Please reproduce all of the entries exactly, without omitting any.

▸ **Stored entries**
[Start of section]
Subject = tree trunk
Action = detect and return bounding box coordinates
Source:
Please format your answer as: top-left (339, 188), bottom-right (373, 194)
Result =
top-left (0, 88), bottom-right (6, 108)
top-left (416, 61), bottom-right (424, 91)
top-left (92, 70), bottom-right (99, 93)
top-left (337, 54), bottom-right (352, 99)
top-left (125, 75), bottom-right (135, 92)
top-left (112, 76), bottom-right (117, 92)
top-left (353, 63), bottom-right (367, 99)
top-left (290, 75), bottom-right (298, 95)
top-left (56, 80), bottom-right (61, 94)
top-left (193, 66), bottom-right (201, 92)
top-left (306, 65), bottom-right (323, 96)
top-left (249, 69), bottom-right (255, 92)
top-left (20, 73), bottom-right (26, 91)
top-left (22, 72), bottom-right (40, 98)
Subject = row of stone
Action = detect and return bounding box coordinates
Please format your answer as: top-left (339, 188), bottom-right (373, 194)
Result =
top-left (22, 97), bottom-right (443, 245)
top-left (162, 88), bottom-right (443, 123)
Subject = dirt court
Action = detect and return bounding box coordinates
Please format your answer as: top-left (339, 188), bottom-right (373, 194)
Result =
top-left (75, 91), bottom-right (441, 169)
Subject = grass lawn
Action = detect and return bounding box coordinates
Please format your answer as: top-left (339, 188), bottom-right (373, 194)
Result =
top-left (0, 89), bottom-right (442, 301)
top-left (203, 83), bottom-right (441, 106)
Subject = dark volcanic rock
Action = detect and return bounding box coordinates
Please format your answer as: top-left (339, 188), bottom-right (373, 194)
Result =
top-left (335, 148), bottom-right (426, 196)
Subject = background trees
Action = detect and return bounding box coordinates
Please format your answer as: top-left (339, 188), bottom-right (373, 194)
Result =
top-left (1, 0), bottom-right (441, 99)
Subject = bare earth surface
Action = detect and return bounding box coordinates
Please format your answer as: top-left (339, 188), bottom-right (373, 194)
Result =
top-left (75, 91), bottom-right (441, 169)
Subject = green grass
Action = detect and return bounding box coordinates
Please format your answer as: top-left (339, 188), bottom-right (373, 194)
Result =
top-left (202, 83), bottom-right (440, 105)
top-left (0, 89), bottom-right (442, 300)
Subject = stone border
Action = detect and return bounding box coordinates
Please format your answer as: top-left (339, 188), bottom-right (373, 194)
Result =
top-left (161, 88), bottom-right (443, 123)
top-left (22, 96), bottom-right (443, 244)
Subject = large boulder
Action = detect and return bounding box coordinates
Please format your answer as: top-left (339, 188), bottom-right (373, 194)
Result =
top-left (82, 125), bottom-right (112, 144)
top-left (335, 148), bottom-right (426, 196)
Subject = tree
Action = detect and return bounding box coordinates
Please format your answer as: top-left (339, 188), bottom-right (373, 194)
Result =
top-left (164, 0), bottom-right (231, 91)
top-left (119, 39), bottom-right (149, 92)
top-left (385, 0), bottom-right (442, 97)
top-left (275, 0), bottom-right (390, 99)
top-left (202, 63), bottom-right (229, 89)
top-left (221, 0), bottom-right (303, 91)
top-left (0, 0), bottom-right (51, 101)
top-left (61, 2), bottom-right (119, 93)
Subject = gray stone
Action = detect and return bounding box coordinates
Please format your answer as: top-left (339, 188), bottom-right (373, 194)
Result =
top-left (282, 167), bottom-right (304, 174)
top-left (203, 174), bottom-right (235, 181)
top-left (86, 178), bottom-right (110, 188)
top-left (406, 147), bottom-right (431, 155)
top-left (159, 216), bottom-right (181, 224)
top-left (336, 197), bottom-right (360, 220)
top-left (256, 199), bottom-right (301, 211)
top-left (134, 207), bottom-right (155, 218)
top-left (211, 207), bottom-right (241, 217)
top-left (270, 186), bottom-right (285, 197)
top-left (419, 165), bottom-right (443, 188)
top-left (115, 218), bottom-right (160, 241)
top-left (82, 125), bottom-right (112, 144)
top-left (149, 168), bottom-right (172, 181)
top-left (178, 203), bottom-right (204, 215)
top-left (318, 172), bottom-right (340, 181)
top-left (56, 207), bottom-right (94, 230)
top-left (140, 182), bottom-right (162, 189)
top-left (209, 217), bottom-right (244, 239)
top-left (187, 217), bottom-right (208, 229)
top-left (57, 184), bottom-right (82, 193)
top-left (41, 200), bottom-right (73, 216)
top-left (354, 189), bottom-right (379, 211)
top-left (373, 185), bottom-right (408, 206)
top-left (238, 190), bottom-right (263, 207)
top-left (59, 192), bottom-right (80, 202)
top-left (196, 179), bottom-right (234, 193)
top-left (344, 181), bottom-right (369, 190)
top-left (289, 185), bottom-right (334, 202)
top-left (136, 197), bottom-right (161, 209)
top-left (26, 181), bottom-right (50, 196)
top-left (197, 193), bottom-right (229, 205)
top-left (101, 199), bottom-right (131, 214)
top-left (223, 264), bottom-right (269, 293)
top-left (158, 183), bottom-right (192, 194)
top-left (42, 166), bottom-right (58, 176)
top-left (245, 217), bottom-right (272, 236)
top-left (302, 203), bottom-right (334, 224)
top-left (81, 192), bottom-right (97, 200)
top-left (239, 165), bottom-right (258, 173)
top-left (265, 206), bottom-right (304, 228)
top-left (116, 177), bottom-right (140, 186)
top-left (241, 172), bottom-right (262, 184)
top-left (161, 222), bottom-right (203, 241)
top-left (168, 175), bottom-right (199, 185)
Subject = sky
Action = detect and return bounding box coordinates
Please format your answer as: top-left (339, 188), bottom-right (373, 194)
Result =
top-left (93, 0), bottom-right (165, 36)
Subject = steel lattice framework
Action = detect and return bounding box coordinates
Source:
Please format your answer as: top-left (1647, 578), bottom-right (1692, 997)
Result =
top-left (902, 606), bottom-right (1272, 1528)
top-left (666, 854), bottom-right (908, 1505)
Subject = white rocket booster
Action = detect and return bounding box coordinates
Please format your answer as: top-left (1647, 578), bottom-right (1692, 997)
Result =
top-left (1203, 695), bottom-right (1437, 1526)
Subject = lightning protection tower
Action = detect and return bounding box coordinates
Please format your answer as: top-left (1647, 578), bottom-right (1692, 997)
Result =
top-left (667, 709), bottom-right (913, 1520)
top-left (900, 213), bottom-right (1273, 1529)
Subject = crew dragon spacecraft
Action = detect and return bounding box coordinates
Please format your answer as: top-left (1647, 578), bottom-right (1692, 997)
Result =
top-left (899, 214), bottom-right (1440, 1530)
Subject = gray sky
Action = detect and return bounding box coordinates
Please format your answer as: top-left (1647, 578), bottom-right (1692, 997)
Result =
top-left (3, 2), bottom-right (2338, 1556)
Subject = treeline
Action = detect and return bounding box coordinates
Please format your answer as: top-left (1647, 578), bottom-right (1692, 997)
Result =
[End of section]
▸ **Exercise solution**
Subject = tree trunk
Action = detect and return bounding box coordinates
Source:
Please format your answer as: top-left (339, 188), bottom-right (373, 194)
Result =
top-left (0, 88), bottom-right (6, 108)
top-left (416, 61), bottom-right (424, 91)
top-left (92, 70), bottom-right (99, 93)
top-left (337, 54), bottom-right (352, 99)
top-left (125, 75), bottom-right (135, 92)
top-left (112, 76), bottom-right (117, 92)
top-left (353, 63), bottom-right (367, 99)
top-left (290, 75), bottom-right (298, 95)
top-left (56, 80), bottom-right (61, 94)
top-left (193, 66), bottom-right (201, 92)
top-left (306, 65), bottom-right (323, 96)
top-left (249, 69), bottom-right (255, 92)
top-left (20, 73), bottom-right (26, 91)
top-left (22, 72), bottom-right (40, 98)
Subject = row of stone
Action = detect and return bounding box coordinates
Please format your answer as: top-left (339, 188), bottom-right (373, 194)
Result =
top-left (22, 97), bottom-right (443, 245)
top-left (162, 88), bottom-right (443, 123)
Subject = dirt court
Action = detect and return bounding box coordinates
Please format your answer as: top-left (339, 188), bottom-right (373, 194)
Result =
top-left (75, 91), bottom-right (441, 169)
Subject = grass lawn
Action = detect and return bounding box coordinates
Please format your answer as: top-left (339, 188), bottom-right (373, 194)
Result =
top-left (0, 89), bottom-right (442, 301)
top-left (203, 83), bottom-right (441, 106)
Subject = dark volcanic rock
Action = detect and return bounding box coordinates
Please format your answer as: top-left (339, 188), bottom-right (373, 194)
Result =
top-left (335, 148), bottom-right (426, 196)
Subject = background trees
Action = detect and return bounding box coordinates
Please format your answer as: top-left (339, 188), bottom-right (373, 194)
Result =
top-left (1, 0), bottom-right (441, 99)
Subject = bare earth surface
Action = detect and return bounding box coordinates
Please format your answer as: top-left (339, 188), bottom-right (373, 194)
Result =
top-left (75, 91), bottom-right (441, 169)
Subject = green grass
Action = detect and return bounding box coordinates
Please format your answer as: top-left (339, 188), bottom-right (373, 194)
Result =
top-left (202, 83), bottom-right (440, 105)
top-left (0, 89), bottom-right (442, 300)
Subject = stone border
Action = detect and return bounding box coordinates
Please format your answer as: top-left (339, 188), bottom-right (373, 194)
Result =
top-left (161, 88), bottom-right (443, 123)
top-left (22, 96), bottom-right (443, 244)
Subject = large boulder
Action = detect and return bounding box coordinates
Please format your answer as: top-left (339, 188), bottom-right (373, 194)
Result =
top-left (82, 125), bottom-right (112, 144)
top-left (335, 148), bottom-right (426, 196)
Subject = tree
Action = detect and return bounding box coordinates
Please format your answer as: top-left (339, 188), bottom-right (373, 194)
Result =
top-left (164, 0), bottom-right (231, 91)
top-left (119, 39), bottom-right (149, 92)
top-left (385, 0), bottom-right (442, 97)
top-left (275, 0), bottom-right (390, 99)
top-left (202, 63), bottom-right (229, 89)
top-left (221, 0), bottom-right (303, 91)
top-left (0, 0), bottom-right (51, 101)
top-left (61, 2), bottom-right (119, 93)
Subject = gray stone
Action = detect and return bounding box coordinates
Please format your answer as: top-left (339, 188), bottom-right (373, 194)
Result =
top-left (282, 167), bottom-right (304, 174)
top-left (203, 174), bottom-right (235, 181)
top-left (86, 178), bottom-right (110, 188)
top-left (406, 147), bottom-right (431, 155)
top-left (159, 216), bottom-right (181, 224)
top-left (336, 197), bottom-right (360, 220)
top-left (256, 199), bottom-right (301, 211)
top-left (134, 207), bottom-right (155, 218)
top-left (211, 207), bottom-right (241, 217)
top-left (270, 186), bottom-right (285, 197)
top-left (419, 165), bottom-right (443, 188)
top-left (115, 218), bottom-right (160, 241)
top-left (82, 125), bottom-right (112, 144)
top-left (149, 168), bottom-right (172, 181)
top-left (178, 203), bottom-right (204, 215)
top-left (318, 172), bottom-right (340, 181)
top-left (56, 207), bottom-right (94, 230)
top-left (140, 182), bottom-right (162, 189)
top-left (209, 217), bottom-right (244, 239)
top-left (187, 217), bottom-right (208, 229)
top-left (57, 184), bottom-right (82, 193)
top-left (41, 200), bottom-right (73, 216)
top-left (354, 189), bottom-right (379, 211)
top-left (373, 185), bottom-right (408, 206)
top-left (238, 190), bottom-right (263, 207)
top-left (59, 192), bottom-right (80, 202)
top-left (196, 179), bottom-right (234, 193)
top-left (344, 181), bottom-right (369, 190)
top-left (289, 185), bottom-right (334, 202)
top-left (136, 197), bottom-right (161, 209)
top-left (26, 181), bottom-right (50, 196)
top-left (197, 193), bottom-right (229, 205)
top-left (101, 199), bottom-right (131, 214)
top-left (223, 264), bottom-right (269, 293)
top-left (158, 183), bottom-right (192, 194)
top-left (42, 166), bottom-right (58, 176)
top-left (245, 217), bottom-right (272, 236)
top-left (302, 203), bottom-right (334, 224)
top-left (81, 192), bottom-right (97, 200)
top-left (239, 165), bottom-right (258, 173)
top-left (265, 206), bottom-right (304, 228)
top-left (116, 177), bottom-right (140, 186)
top-left (241, 172), bottom-right (262, 184)
top-left (161, 222), bottom-right (203, 241)
top-left (168, 175), bottom-right (199, 185)
Subject = sky
Action = detect and return bounding box coordinates
Please format your answer as: top-left (339, 188), bottom-right (373, 194)
Result =
top-left (93, 0), bottom-right (165, 36)
Subject = steel lattice framework
Action = detect and return bounding box coordinates
Source:
Please format your answer as: top-left (1647, 578), bottom-right (1692, 997)
Result =
top-left (902, 606), bottom-right (1272, 1528)
top-left (666, 854), bottom-right (908, 1505)
Subject = white rocket booster
Action = detect and return bounding box coordinates
Please format your answer as: top-left (1647, 578), bottom-right (1692, 997)
Result =
top-left (1203, 695), bottom-right (1437, 1526)
Subject = lightning protection tower
Action = detect and return bounding box coordinates
Please format your answer as: top-left (1647, 578), bottom-right (1692, 997)
Result =
top-left (667, 709), bottom-right (913, 1520)
top-left (900, 213), bottom-right (1273, 1529)
Subject = crew dragon spacecraft
Action = detect and return bounding box coordinates
Please format your answer as: top-left (1647, 578), bottom-right (1692, 997)
Result =
top-left (899, 214), bottom-right (1440, 1530)
Subject = gray sky
Action = detect and return bounding box coordinates
Please format your answer as: top-left (1647, 578), bottom-right (1692, 997)
Result =
top-left (3, 2), bottom-right (2338, 1556)
Subject = treeline
Action = detect and return bounding box coordinates
Please format your answer as: top-left (1647, 578), bottom-right (1692, 997)
Result =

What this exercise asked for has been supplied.